• **TRY IT**
Say how many lines in the following data hold the word "below". Write nothing but that number.

• **TASK DATA**

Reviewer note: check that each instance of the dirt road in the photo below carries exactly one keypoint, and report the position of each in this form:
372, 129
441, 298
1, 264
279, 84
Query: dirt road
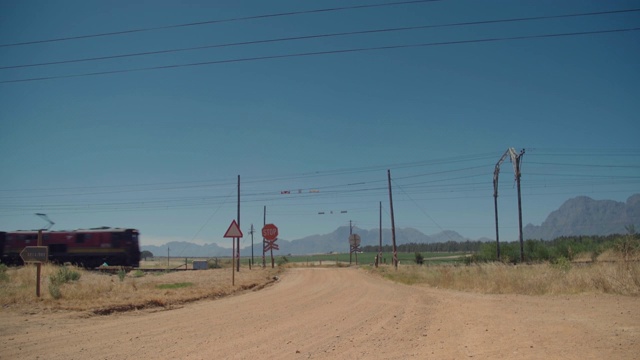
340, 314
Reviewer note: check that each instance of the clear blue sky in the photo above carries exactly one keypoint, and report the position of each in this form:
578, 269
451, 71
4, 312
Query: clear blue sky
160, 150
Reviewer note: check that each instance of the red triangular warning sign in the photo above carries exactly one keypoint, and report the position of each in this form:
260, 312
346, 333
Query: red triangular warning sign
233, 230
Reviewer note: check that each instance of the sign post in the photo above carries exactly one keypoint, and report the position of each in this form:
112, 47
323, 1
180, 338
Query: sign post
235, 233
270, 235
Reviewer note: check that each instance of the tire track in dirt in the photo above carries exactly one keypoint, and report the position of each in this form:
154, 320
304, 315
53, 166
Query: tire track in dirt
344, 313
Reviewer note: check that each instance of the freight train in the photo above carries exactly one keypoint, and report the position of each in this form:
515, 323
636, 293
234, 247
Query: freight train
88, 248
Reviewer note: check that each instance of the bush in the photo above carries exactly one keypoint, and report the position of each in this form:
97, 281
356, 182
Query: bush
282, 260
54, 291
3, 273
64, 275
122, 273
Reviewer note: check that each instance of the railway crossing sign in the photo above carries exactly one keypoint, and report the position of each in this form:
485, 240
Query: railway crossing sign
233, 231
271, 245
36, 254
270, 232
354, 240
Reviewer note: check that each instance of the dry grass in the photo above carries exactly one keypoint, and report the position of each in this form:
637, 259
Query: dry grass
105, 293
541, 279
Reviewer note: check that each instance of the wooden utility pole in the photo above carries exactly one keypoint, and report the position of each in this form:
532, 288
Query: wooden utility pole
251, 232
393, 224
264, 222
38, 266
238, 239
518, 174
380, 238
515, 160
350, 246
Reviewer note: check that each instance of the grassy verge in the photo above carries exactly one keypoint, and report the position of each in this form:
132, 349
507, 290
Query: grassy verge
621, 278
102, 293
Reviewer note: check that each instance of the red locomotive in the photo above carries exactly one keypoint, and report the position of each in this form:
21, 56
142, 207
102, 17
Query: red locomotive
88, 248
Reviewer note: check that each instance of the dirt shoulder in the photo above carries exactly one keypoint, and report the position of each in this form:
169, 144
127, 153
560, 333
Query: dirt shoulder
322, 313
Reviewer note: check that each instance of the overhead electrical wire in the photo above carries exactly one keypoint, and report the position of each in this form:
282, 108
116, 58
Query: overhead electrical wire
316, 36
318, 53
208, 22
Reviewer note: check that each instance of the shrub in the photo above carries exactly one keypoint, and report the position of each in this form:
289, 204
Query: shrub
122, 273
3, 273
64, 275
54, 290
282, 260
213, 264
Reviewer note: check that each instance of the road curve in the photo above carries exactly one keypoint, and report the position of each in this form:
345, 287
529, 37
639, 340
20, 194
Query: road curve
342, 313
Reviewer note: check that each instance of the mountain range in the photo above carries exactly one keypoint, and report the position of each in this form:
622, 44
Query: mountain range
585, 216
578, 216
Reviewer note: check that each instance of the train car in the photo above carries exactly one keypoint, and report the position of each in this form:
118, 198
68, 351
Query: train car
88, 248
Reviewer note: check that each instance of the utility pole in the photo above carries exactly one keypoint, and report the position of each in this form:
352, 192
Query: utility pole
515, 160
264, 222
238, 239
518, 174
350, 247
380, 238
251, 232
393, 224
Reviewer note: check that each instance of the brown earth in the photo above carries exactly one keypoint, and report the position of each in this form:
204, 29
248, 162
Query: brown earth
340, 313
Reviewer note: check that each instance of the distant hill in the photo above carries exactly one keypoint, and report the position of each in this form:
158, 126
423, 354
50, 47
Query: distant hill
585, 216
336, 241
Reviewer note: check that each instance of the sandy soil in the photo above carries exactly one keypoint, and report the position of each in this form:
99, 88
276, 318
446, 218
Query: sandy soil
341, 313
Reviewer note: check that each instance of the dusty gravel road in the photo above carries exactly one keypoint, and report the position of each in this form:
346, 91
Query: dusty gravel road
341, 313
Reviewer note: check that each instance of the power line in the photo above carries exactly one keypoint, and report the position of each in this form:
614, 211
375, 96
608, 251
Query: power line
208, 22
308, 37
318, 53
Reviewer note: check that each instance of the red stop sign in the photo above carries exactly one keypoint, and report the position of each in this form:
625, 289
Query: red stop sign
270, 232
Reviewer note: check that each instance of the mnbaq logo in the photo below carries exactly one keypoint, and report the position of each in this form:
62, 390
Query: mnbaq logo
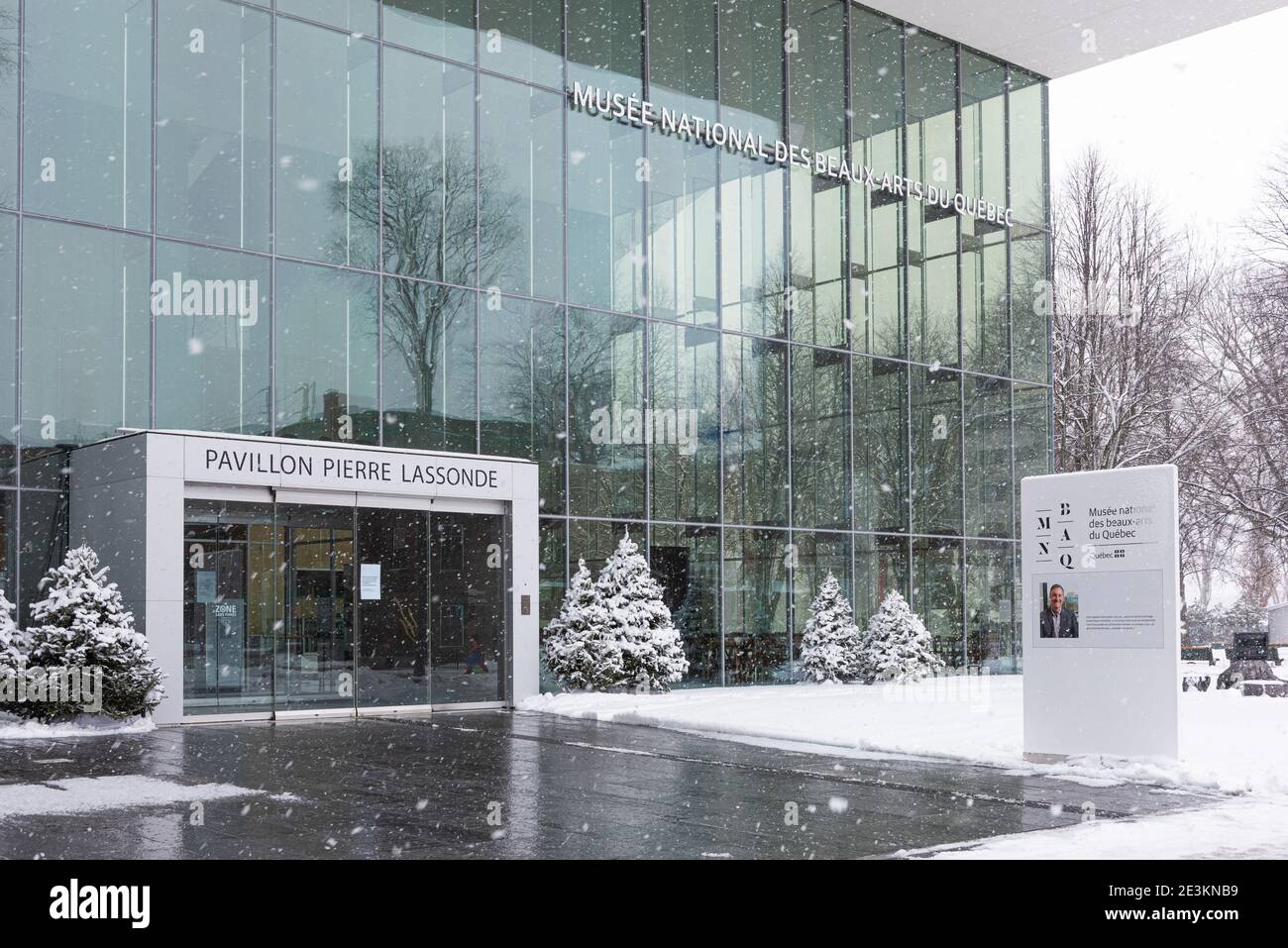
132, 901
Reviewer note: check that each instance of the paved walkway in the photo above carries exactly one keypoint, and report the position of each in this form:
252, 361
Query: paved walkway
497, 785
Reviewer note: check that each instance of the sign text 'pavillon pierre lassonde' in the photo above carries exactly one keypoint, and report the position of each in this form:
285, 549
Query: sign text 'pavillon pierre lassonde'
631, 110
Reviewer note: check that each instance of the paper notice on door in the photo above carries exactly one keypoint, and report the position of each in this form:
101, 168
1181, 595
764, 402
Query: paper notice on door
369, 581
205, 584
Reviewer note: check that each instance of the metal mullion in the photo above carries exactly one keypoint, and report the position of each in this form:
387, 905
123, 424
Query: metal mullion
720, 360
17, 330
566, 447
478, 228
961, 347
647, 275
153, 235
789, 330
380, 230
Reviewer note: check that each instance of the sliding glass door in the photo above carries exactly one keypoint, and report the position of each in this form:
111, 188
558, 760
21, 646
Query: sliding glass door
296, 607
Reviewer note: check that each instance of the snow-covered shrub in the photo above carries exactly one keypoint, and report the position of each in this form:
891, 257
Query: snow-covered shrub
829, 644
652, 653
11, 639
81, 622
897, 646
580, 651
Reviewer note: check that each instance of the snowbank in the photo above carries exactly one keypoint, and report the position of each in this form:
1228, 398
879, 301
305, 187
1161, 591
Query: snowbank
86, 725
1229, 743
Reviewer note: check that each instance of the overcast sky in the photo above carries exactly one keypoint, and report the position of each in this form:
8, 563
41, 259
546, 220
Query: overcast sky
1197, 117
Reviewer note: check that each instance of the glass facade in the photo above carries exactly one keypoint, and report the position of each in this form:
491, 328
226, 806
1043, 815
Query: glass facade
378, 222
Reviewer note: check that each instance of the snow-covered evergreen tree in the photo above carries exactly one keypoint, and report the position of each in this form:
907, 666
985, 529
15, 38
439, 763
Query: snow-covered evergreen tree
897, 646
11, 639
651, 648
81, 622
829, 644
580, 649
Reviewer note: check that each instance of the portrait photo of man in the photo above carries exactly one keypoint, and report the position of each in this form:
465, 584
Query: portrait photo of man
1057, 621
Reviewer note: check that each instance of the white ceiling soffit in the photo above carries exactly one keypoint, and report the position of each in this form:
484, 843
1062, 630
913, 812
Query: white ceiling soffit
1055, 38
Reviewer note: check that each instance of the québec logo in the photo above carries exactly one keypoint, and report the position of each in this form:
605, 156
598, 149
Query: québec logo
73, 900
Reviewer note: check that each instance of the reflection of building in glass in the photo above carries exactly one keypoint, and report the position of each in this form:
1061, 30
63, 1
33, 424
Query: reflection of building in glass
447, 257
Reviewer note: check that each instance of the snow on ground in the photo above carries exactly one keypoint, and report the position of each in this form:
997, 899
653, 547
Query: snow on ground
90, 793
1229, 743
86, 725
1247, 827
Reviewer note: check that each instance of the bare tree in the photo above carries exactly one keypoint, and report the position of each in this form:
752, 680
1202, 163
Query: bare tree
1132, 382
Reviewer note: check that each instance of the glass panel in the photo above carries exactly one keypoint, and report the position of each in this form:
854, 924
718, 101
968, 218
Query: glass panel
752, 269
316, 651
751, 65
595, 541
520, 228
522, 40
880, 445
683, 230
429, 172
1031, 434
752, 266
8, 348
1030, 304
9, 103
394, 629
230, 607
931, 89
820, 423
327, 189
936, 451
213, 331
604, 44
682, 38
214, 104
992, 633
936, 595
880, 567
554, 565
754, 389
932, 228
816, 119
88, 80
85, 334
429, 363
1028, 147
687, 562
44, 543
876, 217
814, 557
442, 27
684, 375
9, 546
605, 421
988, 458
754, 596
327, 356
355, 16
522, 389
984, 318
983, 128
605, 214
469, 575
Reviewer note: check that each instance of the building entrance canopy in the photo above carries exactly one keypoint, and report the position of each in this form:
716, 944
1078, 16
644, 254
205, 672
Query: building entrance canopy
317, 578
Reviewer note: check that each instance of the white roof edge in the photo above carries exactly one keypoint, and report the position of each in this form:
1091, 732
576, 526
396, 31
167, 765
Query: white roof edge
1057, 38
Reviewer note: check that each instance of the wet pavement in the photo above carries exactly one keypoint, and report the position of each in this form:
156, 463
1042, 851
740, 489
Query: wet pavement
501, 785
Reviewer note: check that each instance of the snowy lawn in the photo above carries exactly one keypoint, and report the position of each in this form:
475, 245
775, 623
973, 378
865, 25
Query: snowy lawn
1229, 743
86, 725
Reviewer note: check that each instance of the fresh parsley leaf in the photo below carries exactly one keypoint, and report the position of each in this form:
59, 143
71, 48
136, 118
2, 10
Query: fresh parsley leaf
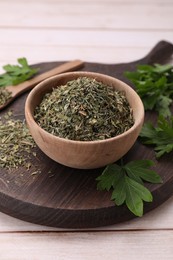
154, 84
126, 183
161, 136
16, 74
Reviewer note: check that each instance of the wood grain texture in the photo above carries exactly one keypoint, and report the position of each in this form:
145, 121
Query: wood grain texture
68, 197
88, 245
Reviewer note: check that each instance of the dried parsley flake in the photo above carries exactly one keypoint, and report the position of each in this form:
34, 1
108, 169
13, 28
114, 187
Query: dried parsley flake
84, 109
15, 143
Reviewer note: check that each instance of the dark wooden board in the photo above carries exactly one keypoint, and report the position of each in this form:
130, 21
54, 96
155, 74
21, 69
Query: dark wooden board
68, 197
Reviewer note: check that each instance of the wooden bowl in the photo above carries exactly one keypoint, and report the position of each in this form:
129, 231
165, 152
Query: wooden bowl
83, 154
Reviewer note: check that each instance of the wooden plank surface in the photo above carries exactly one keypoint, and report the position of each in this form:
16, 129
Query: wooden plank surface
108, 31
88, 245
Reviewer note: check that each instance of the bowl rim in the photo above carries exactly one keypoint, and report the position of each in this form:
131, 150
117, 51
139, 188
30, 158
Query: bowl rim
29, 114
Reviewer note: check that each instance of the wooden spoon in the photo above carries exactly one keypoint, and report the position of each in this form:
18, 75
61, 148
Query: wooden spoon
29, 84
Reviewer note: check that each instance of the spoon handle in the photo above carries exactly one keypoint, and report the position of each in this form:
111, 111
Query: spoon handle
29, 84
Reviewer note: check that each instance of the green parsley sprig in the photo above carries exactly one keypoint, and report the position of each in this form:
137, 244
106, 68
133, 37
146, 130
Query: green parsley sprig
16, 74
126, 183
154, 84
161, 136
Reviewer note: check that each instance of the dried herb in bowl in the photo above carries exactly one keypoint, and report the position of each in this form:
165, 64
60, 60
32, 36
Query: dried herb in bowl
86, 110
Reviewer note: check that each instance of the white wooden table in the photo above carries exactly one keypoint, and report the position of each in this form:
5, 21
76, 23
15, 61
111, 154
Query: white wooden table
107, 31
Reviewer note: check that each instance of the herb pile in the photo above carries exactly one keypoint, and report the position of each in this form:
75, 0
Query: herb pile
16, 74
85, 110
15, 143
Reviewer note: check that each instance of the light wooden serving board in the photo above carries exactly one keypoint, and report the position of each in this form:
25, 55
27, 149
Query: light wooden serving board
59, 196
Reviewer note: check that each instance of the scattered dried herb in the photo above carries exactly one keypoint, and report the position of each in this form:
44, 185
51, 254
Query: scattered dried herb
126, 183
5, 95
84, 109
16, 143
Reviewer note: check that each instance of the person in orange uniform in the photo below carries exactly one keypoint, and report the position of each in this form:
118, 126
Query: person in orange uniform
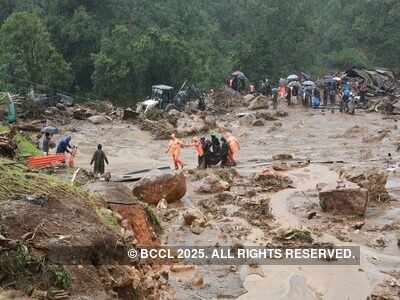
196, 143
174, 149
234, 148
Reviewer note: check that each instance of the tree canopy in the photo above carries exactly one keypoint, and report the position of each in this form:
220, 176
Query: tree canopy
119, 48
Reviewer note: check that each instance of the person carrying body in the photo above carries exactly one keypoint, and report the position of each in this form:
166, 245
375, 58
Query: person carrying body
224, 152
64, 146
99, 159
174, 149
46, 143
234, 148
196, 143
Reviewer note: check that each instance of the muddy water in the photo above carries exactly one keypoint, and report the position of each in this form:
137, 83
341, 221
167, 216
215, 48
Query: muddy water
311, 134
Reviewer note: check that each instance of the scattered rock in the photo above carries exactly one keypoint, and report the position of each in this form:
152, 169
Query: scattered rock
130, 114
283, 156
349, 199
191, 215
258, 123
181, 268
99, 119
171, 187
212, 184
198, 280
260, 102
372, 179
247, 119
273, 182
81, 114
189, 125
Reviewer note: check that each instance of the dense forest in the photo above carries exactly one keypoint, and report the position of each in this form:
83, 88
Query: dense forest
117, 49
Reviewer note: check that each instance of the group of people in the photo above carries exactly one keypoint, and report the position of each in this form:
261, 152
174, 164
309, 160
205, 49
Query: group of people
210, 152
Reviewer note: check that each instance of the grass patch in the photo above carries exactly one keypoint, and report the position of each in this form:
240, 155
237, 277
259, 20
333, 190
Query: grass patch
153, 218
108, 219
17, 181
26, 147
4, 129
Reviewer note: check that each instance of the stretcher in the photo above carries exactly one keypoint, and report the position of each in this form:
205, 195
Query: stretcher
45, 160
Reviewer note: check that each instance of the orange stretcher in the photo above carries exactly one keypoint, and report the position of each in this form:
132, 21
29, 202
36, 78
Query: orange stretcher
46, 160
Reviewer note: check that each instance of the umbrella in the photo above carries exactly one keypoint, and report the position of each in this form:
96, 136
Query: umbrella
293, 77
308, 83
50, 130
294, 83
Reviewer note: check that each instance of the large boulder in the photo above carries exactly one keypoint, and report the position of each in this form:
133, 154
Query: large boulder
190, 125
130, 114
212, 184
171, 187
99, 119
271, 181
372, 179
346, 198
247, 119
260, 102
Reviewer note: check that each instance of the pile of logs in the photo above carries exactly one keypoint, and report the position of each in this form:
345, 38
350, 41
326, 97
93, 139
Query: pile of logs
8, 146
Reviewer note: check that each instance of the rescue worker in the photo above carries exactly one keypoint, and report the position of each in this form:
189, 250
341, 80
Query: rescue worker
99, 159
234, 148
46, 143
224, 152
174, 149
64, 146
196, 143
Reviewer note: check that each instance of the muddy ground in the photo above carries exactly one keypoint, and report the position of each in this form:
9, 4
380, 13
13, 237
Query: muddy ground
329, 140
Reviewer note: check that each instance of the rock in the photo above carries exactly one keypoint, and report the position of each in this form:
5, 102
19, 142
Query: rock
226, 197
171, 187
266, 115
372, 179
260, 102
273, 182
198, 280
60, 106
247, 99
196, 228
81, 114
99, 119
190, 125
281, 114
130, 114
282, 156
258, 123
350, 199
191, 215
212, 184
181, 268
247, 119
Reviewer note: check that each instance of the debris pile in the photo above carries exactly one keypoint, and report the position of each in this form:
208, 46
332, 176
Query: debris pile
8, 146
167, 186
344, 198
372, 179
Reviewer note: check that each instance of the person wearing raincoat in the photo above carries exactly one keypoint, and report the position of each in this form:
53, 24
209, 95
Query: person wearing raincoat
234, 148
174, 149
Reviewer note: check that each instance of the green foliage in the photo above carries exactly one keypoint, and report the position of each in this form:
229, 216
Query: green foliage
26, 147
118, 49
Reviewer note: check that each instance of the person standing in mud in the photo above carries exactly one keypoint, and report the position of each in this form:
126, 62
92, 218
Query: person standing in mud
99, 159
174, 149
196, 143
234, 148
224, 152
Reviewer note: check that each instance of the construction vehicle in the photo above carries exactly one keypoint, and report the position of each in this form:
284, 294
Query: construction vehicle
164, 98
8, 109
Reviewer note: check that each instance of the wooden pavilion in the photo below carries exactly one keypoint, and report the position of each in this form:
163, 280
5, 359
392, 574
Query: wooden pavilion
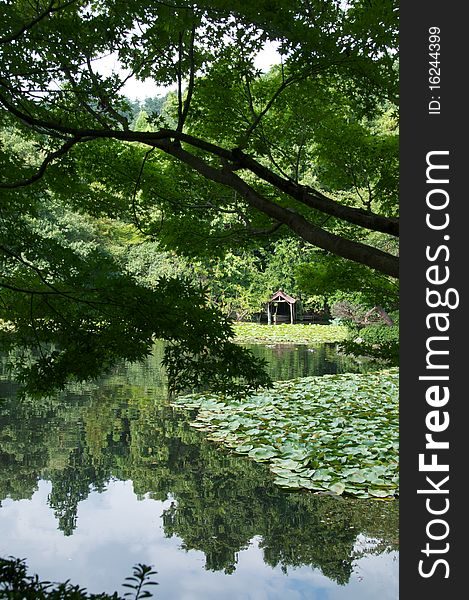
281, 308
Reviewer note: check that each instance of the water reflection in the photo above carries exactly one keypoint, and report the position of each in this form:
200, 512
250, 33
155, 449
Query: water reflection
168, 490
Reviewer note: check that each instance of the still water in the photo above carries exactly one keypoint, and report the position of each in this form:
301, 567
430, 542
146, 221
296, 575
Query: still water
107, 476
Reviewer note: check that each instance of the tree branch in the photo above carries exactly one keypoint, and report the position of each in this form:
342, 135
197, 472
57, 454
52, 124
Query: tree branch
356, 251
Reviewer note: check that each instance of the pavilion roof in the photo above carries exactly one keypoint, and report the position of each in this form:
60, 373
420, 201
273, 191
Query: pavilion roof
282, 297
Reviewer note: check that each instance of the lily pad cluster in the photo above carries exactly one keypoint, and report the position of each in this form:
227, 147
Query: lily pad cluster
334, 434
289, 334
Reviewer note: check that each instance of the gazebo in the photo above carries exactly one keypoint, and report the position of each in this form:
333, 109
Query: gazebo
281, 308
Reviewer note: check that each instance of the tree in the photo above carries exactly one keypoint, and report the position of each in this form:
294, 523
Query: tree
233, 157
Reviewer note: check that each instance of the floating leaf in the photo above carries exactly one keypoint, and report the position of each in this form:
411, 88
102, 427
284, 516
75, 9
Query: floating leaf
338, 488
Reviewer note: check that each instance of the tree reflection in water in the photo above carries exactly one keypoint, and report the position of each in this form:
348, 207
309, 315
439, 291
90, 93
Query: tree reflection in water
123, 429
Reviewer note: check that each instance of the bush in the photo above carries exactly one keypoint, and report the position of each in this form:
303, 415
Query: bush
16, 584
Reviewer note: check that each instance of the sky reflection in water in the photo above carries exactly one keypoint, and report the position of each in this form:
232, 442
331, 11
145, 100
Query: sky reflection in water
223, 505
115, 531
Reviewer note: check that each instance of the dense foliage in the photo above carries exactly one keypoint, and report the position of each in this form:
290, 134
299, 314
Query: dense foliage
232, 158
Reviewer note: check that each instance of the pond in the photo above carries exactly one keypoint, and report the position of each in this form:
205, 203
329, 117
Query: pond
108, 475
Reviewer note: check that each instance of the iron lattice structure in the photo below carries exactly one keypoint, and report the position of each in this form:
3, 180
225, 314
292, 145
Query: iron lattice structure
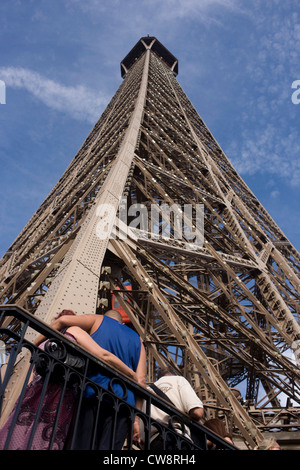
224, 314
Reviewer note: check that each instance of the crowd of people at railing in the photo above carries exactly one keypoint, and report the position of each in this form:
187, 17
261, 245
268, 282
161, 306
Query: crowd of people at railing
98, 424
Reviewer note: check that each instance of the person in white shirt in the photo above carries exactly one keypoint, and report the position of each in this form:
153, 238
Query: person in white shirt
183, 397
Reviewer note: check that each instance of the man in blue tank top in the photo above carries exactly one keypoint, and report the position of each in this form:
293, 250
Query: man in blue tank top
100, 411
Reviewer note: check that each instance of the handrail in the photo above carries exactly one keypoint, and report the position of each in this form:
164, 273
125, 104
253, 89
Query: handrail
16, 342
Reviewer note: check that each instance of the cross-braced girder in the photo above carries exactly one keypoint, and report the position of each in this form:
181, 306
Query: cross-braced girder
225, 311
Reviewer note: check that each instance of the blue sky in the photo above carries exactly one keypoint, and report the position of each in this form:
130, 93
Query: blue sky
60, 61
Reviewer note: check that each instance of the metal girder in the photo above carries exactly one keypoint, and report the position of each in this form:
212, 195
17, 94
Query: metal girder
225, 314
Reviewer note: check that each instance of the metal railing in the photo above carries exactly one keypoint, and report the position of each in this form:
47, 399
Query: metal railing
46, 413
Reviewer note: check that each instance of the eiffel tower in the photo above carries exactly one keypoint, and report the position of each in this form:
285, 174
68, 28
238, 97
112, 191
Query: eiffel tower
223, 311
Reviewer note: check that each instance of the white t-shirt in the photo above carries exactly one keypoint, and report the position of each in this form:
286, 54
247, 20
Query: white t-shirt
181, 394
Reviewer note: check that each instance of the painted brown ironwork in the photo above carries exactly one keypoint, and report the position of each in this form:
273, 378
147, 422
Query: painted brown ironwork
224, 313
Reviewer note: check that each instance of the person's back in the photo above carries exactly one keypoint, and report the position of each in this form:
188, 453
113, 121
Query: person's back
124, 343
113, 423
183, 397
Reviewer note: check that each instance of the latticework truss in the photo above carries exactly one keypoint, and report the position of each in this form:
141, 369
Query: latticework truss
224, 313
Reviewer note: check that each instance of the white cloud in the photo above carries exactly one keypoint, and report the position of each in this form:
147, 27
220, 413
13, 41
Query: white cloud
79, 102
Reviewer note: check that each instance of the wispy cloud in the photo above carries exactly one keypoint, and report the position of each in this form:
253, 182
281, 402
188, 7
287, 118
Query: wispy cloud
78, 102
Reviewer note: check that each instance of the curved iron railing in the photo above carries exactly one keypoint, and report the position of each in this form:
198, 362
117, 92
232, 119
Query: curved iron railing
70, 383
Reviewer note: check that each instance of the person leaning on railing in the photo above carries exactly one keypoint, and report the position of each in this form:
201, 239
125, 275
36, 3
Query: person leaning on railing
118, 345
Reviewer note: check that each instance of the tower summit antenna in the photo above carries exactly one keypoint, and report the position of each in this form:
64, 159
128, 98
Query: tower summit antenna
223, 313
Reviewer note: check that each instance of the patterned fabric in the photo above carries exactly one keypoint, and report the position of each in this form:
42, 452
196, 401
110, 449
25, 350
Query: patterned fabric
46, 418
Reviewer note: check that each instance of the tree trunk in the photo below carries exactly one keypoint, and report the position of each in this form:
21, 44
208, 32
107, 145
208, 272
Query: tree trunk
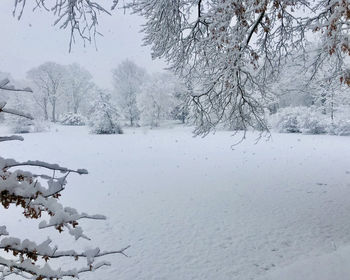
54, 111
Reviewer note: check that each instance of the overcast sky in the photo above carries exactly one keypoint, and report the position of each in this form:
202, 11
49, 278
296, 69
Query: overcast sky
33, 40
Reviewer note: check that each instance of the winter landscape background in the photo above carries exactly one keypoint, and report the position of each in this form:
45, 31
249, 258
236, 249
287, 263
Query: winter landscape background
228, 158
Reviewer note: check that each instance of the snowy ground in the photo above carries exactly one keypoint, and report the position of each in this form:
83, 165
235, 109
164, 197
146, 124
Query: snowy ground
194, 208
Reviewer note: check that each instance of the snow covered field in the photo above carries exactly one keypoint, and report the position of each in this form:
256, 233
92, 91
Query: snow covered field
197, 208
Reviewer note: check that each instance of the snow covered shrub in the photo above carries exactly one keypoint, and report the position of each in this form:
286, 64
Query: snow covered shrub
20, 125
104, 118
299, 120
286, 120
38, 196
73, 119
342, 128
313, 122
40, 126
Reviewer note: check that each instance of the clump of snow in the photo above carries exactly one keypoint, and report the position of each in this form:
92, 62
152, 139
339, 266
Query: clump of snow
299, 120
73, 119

• **OUTPUT FOR THIS EXERCISE**
7